Tally the lines in the listing below that contain the string "pink", treating case as significant, and reply with that count alone.

▸ Task material:
◇ ◇ ◇ ◇

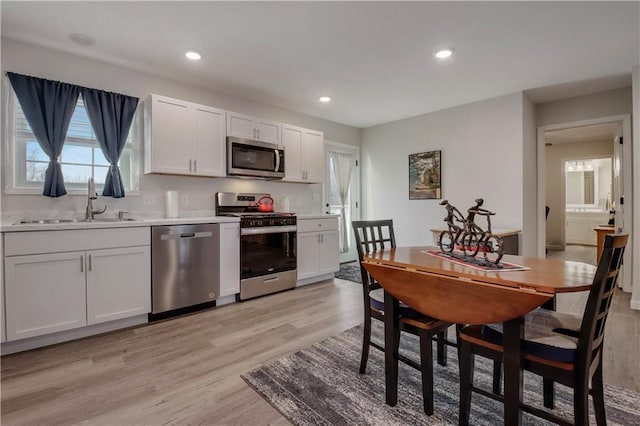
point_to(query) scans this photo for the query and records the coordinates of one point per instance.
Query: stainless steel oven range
(267, 243)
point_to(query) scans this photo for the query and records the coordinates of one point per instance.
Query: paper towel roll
(171, 205)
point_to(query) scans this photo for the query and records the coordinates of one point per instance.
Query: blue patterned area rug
(350, 272)
(320, 385)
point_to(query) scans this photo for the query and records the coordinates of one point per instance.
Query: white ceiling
(373, 58)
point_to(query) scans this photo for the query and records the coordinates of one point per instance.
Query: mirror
(588, 184)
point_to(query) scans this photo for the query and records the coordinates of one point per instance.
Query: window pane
(75, 174)
(99, 157)
(76, 154)
(34, 152)
(80, 126)
(100, 174)
(35, 171)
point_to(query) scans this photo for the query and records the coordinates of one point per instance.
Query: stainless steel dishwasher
(185, 265)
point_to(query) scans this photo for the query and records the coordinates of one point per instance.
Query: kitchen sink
(60, 221)
(112, 219)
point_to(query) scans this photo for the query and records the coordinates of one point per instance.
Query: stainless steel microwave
(254, 158)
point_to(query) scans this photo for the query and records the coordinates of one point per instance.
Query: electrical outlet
(148, 199)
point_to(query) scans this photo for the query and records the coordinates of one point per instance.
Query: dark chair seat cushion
(547, 334)
(377, 302)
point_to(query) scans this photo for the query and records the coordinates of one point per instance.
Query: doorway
(342, 193)
(581, 147)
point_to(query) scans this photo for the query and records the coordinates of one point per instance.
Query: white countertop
(10, 226)
(316, 216)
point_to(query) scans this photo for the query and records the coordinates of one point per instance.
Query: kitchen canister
(171, 203)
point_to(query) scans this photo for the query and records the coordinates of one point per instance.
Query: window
(80, 159)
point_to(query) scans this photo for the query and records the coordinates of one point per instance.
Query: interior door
(332, 199)
(621, 197)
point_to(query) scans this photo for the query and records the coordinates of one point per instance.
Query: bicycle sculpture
(465, 235)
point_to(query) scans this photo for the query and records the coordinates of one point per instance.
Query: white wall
(555, 156)
(42, 62)
(602, 104)
(635, 298)
(529, 243)
(482, 151)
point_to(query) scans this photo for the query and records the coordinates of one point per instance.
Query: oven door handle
(268, 230)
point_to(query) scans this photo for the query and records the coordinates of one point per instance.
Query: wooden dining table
(461, 294)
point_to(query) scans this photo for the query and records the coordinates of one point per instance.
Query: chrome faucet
(92, 195)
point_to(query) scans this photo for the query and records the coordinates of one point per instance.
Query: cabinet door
(308, 254)
(268, 131)
(2, 321)
(229, 259)
(329, 248)
(292, 141)
(241, 126)
(44, 294)
(313, 155)
(118, 283)
(208, 141)
(170, 139)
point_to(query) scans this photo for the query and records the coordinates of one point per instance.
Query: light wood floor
(187, 370)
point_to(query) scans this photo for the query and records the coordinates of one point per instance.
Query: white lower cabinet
(580, 227)
(44, 294)
(114, 288)
(229, 259)
(106, 278)
(317, 248)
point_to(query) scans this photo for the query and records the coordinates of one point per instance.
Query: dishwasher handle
(186, 235)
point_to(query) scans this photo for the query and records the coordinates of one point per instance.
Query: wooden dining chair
(559, 347)
(376, 235)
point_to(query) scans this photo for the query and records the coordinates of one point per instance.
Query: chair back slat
(599, 301)
(371, 236)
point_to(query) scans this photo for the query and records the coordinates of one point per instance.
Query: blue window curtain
(111, 115)
(48, 107)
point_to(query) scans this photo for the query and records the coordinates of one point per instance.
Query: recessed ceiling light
(194, 56)
(443, 53)
(82, 39)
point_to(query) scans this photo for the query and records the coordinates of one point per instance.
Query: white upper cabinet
(292, 140)
(209, 141)
(304, 154)
(247, 127)
(183, 138)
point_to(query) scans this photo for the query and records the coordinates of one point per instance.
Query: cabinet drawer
(310, 225)
(21, 243)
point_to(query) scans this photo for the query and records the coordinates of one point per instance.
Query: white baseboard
(65, 336)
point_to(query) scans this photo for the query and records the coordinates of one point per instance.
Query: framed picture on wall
(424, 176)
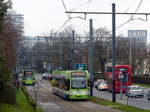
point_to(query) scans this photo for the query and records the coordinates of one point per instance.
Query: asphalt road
(52, 103)
(137, 102)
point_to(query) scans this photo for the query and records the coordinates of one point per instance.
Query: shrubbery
(8, 94)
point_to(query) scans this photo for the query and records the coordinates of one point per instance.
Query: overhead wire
(132, 16)
(81, 5)
(65, 7)
(69, 17)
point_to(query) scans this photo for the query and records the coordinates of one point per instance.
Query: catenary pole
(90, 52)
(113, 52)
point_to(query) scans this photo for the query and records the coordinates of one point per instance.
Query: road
(137, 102)
(52, 103)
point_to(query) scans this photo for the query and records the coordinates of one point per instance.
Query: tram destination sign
(80, 66)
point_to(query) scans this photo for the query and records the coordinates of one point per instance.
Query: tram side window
(67, 84)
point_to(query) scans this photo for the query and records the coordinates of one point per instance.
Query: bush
(8, 94)
(29, 98)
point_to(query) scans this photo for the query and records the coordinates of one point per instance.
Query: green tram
(71, 84)
(28, 77)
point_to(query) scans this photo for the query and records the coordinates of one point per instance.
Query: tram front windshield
(78, 83)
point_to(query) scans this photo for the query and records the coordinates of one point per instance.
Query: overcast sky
(40, 16)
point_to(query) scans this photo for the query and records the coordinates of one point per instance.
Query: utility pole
(113, 51)
(90, 53)
(72, 59)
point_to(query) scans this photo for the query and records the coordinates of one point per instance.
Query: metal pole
(73, 50)
(130, 54)
(90, 52)
(121, 89)
(113, 52)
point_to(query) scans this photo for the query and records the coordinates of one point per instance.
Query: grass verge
(117, 106)
(22, 105)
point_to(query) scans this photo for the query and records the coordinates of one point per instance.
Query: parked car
(148, 95)
(135, 91)
(102, 86)
(97, 83)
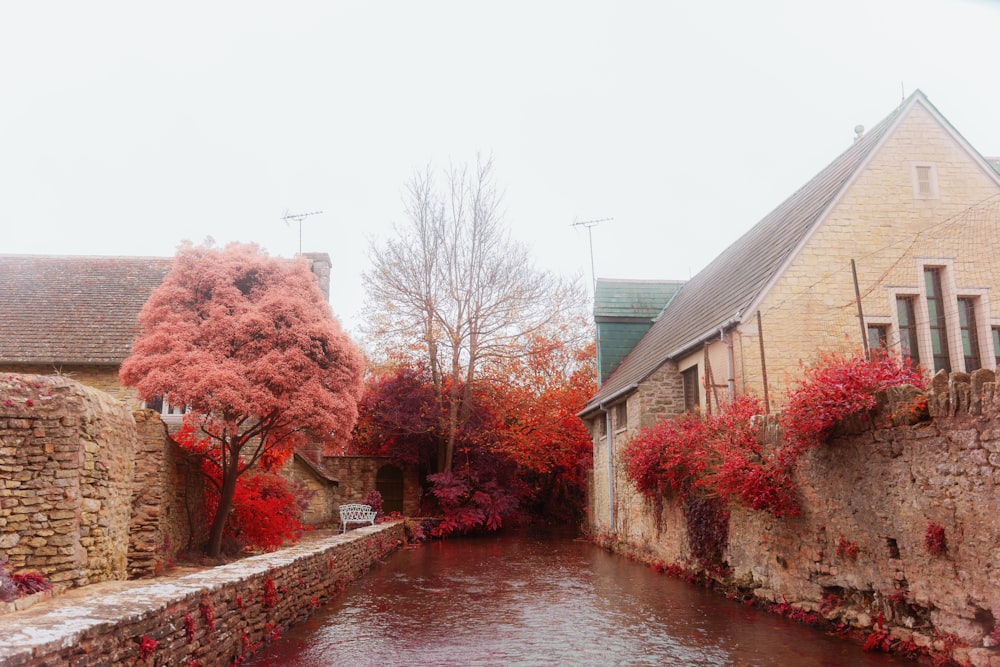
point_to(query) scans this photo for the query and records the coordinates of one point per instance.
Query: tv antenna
(590, 224)
(289, 218)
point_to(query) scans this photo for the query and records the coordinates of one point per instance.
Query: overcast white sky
(127, 127)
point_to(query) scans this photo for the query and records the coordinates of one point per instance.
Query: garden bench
(355, 513)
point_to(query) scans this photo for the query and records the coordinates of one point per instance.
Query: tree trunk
(229, 474)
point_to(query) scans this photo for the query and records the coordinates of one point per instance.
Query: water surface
(518, 599)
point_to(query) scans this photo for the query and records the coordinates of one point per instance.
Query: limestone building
(910, 208)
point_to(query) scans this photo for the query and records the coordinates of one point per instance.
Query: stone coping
(60, 622)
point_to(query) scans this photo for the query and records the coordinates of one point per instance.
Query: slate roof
(632, 299)
(73, 310)
(719, 295)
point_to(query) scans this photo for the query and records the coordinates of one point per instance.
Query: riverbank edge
(216, 616)
(938, 652)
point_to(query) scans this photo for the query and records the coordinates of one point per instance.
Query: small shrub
(146, 647)
(934, 539)
(846, 548)
(374, 499)
(838, 387)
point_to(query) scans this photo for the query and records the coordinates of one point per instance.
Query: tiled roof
(642, 299)
(73, 310)
(718, 295)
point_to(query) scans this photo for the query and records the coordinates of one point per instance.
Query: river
(518, 599)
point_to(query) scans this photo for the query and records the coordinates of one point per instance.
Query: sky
(127, 128)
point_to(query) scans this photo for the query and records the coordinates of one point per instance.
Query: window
(925, 184)
(907, 329)
(692, 399)
(878, 335)
(620, 415)
(936, 320)
(970, 338)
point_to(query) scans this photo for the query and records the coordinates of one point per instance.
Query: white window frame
(933, 191)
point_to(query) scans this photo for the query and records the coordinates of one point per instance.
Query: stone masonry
(66, 458)
(858, 549)
(216, 616)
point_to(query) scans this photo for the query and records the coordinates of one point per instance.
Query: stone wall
(357, 480)
(218, 616)
(857, 551)
(167, 492)
(66, 461)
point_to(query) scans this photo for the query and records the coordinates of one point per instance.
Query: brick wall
(357, 479)
(877, 489)
(879, 224)
(167, 492)
(66, 458)
(248, 602)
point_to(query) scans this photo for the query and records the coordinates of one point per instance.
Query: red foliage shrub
(374, 500)
(146, 647)
(270, 597)
(667, 457)
(707, 524)
(934, 539)
(265, 513)
(846, 548)
(837, 387)
(715, 455)
(469, 505)
(28, 583)
(189, 627)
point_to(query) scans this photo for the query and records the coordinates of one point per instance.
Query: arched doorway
(389, 482)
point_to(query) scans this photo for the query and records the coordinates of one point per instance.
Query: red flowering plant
(714, 456)
(840, 386)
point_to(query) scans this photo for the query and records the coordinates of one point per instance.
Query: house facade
(76, 316)
(893, 245)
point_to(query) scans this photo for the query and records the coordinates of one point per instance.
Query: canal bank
(215, 616)
(528, 597)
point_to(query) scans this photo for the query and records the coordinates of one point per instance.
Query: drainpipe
(609, 435)
(730, 362)
(603, 407)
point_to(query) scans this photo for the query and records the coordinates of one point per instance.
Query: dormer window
(925, 185)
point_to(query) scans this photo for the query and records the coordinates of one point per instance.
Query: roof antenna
(589, 224)
(289, 218)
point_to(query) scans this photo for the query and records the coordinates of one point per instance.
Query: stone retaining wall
(858, 553)
(217, 616)
(66, 462)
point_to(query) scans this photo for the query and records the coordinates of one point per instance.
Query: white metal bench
(355, 513)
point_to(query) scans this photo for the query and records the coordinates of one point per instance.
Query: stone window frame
(691, 387)
(925, 188)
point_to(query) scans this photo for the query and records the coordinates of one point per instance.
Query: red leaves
(715, 455)
(249, 344)
(934, 539)
(837, 387)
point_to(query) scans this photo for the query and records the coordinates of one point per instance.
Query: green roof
(633, 299)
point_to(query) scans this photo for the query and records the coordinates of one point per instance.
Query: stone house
(76, 316)
(892, 245)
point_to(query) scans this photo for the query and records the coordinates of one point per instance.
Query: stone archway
(389, 483)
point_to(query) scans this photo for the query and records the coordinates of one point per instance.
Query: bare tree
(455, 291)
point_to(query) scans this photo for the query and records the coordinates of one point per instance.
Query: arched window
(389, 482)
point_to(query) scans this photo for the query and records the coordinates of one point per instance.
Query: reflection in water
(520, 600)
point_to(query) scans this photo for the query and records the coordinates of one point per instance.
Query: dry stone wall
(859, 549)
(66, 462)
(218, 616)
(167, 491)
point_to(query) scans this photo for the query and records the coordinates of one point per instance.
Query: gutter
(610, 436)
(706, 337)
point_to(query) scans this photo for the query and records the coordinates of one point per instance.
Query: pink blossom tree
(248, 343)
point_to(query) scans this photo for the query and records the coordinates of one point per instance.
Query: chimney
(319, 264)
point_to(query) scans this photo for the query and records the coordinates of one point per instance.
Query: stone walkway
(52, 625)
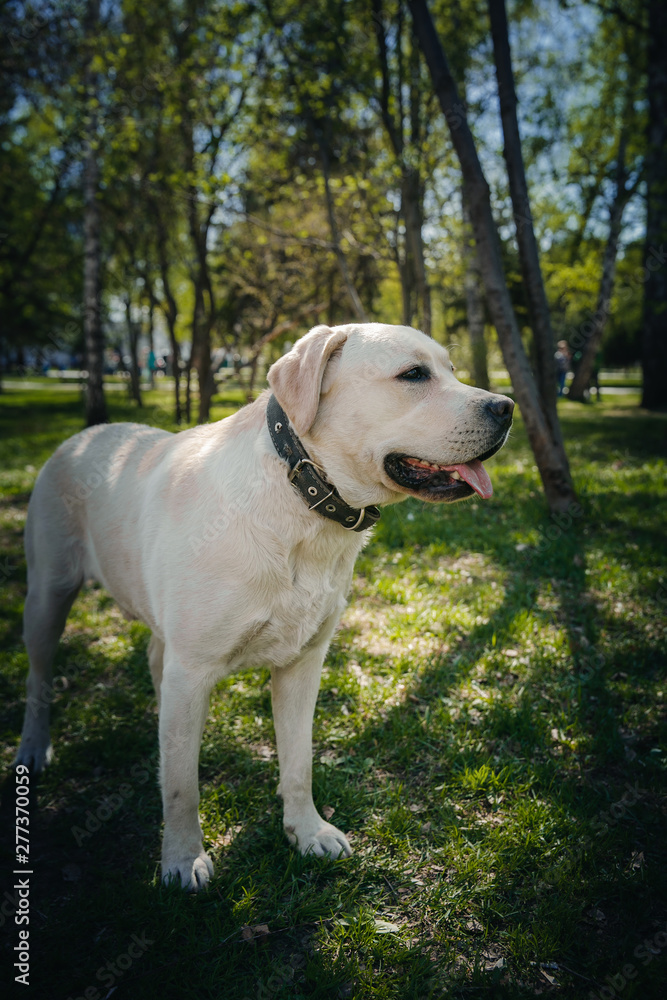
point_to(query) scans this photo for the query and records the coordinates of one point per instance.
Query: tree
(547, 446)
(593, 337)
(96, 408)
(654, 359)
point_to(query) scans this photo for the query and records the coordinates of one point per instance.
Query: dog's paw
(191, 873)
(34, 753)
(319, 838)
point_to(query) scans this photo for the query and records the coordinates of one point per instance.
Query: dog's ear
(296, 378)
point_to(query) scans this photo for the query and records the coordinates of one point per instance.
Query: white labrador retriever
(236, 558)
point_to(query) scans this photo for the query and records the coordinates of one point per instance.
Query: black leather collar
(304, 474)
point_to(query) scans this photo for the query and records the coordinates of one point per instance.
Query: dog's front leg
(294, 692)
(183, 710)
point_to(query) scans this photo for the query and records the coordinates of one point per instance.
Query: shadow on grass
(565, 885)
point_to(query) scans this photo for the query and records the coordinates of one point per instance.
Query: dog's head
(380, 408)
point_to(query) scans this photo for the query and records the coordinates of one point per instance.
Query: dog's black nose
(501, 408)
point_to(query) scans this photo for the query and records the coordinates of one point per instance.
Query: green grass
(496, 689)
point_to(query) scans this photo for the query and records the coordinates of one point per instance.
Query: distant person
(563, 358)
(152, 365)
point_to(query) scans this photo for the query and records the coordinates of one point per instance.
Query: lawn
(490, 729)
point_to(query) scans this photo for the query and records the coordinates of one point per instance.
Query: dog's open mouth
(442, 483)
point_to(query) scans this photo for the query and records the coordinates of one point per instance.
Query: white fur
(201, 536)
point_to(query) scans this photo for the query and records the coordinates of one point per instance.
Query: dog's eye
(416, 374)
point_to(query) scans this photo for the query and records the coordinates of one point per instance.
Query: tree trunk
(548, 450)
(135, 371)
(170, 309)
(96, 407)
(357, 306)
(411, 198)
(654, 360)
(472, 281)
(538, 308)
(591, 340)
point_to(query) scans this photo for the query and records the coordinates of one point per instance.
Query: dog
(235, 543)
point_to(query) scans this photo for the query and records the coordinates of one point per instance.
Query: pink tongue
(475, 475)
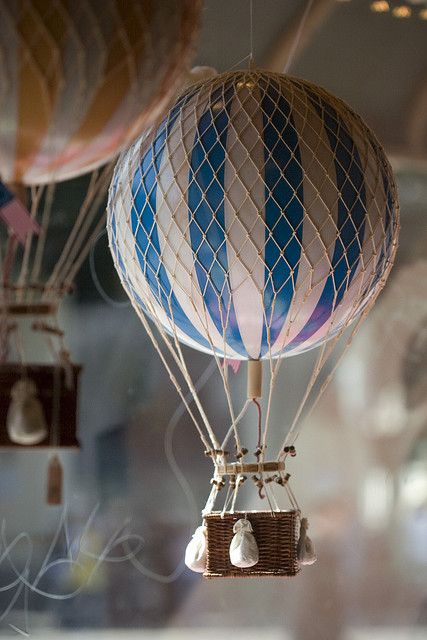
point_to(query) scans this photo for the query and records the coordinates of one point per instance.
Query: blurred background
(361, 469)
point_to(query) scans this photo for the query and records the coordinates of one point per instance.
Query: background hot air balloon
(258, 222)
(78, 81)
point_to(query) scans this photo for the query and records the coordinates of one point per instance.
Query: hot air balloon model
(76, 84)
(259, 221)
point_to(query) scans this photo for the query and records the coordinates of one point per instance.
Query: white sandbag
(195, 553)
(305, 548)
(25, 422)
(243, 548)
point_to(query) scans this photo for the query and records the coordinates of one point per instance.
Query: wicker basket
(276, 534)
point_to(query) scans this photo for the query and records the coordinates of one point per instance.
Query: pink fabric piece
(18, 219)
(234, 364)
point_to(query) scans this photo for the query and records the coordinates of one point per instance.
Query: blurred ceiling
(374, 61)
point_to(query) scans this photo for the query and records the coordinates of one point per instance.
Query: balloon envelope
(81, 78)
(259, 221)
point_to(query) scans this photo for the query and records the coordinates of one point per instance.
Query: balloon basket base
(276, 534)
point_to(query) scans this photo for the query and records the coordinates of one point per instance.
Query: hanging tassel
(54, 481)
(305, 548)
(25, 422)
(195, 553)
(243, 548)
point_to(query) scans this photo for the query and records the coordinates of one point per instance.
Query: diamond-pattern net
(190, 229)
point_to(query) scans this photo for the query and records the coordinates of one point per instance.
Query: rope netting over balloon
(257, 222)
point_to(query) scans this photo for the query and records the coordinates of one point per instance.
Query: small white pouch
(243, 547)
(195, 553)
(25, 422)
(305, 548)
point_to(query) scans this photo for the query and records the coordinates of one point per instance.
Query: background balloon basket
(276, 533)
(57, 390)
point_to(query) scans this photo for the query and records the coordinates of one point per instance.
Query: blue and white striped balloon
(258, 221)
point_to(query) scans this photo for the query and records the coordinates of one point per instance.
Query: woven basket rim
(251, 512)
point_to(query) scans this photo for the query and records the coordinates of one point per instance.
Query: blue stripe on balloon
(207, 216)
(351, 218)
(144, 227)
(284, 211)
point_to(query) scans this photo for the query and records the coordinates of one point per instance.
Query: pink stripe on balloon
(18, 220)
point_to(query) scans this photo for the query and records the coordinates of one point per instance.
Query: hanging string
(298, 36)
(251, 34)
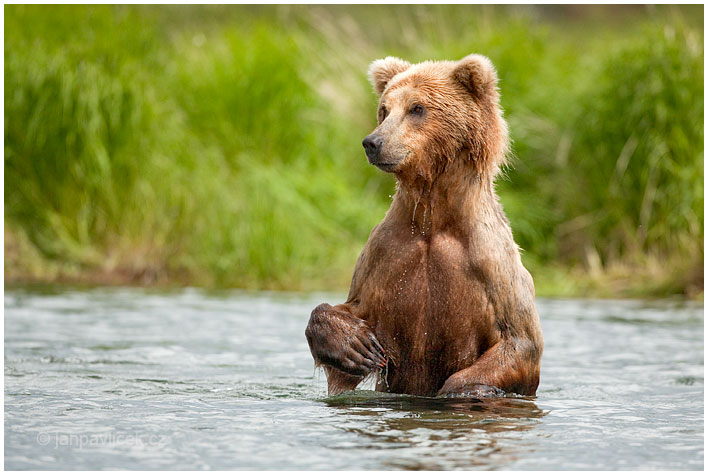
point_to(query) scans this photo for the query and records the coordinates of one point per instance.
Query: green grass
(220, 146)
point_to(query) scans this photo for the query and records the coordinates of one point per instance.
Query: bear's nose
(372, 145)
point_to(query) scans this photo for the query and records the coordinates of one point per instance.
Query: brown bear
(440, 303)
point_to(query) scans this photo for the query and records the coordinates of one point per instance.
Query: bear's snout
(372, 144)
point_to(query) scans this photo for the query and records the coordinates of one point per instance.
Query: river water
(137, 379)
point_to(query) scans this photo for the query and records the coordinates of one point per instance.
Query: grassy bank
(220, 146)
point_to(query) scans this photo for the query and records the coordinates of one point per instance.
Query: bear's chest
(425, 308)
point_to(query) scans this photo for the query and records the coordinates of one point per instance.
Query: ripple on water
(134, 379)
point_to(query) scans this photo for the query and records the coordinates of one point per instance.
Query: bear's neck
(452, 201)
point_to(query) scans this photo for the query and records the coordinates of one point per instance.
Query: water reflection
(437, 433)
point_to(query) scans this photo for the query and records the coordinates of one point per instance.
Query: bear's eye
(417, 109)
(382, 113)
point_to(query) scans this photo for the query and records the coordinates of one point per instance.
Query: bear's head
(436, 112)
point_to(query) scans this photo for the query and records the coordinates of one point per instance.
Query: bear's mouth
(387, 167)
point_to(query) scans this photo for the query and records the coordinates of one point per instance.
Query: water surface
(134, 379)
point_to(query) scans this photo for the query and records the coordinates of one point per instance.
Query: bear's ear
(382, 71)
(477, 74)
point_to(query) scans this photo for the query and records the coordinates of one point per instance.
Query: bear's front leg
(345, 345)
(508, 366)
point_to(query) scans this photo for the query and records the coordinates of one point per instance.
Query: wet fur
(440, 283)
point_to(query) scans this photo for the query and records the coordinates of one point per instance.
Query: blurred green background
(220, 146)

◇ ◇ ◇ ◇

▸ Complete output:
4